Problem statement
All records below must be retyped exactly.

• • • •

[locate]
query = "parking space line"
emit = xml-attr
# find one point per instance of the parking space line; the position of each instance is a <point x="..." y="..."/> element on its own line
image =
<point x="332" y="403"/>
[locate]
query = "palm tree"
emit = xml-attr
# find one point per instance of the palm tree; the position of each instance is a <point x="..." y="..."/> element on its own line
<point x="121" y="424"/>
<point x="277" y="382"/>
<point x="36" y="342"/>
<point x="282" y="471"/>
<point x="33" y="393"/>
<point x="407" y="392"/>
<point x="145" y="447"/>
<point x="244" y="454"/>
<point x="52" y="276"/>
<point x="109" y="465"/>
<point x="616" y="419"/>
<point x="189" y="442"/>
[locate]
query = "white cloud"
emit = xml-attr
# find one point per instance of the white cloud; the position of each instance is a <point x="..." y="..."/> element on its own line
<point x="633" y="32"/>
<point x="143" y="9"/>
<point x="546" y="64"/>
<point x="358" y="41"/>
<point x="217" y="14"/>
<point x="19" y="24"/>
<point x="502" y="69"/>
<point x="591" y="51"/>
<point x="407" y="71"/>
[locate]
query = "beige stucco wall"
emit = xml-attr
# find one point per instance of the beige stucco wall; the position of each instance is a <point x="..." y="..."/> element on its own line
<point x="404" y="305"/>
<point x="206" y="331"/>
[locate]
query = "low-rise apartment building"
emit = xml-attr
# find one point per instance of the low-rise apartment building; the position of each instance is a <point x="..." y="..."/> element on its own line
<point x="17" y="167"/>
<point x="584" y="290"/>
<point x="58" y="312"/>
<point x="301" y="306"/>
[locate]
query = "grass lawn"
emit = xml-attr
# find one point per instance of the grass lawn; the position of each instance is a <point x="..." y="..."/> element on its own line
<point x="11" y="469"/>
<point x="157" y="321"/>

• • • •

Answer to this problem
[locate]
query = "parking space line"
emit = xml-attr
# find one point per instance of the parking space line; the position of each instance is a <point x="..." y="..."/> element on its own line
image =
<point x="332" y="403"/>
[locate]
query = "palm tree"
emit = xml-attr
# find one point per instance of the palm tree; the position of each instance is a <point x="..." y="..."/> element on its own line
<point x="121" y="424"/>
<point x="277" y="382"/>
<point x="36" y="342"/>
<point x="282" y="471"/>
<point x="33" y="393"/>
<point x="407" y="392"/>
<point x="145" y="447"/>
<point x="244" y="454"/>
<point x="52" y="276"/>
<point x="109" y="465"/>
<point x="616" y="419"/>
<point x="189" y="442"/>
[locate]
query = "white cloud"
emit = xml-attr
# find one point per instance of the white cloud; the position of each instance is a <point x="..." y="..."/> element on its own line
<point x="633" y="32"/>
<point x="143" y="9"/>
<point x="546" y="64"/>
<point x="358" y="41"/>
<point x="217" y="14"/>
<point x="19" y="24"/>
<point x="502" y="69"/>
<point x="591" y="51"/>
<point x="407" y="71"/>
[locate]
query = "beige stucco wall"
emit = xml-attr
# find one point per instance of the beige stucco wall; the position of each instance is a <point x="..." y="..."/> element on its own line
<point x="404" y="305"/>
<point x="206" y="331"/>
[locate]
query = "low-rise apartment building"
emit = xml-attr
# find one point per instance of the low-rise apartment building; the position of each instance is a <point x="..." y="..."/> element on its own line
<point x="17" y="167"/>
<point x="584" y="290"/>
<point x="58" y="312"/>
<point x="301" y="306"/>
[locate]
query = "grass lawn"
emit = xml-attr
# find one point per instance of the grass lawn; the position of each instance is a <point x="..." y="..."/> element on its own line
<point x="11" y="469"/>
<point x="157" y="321"/>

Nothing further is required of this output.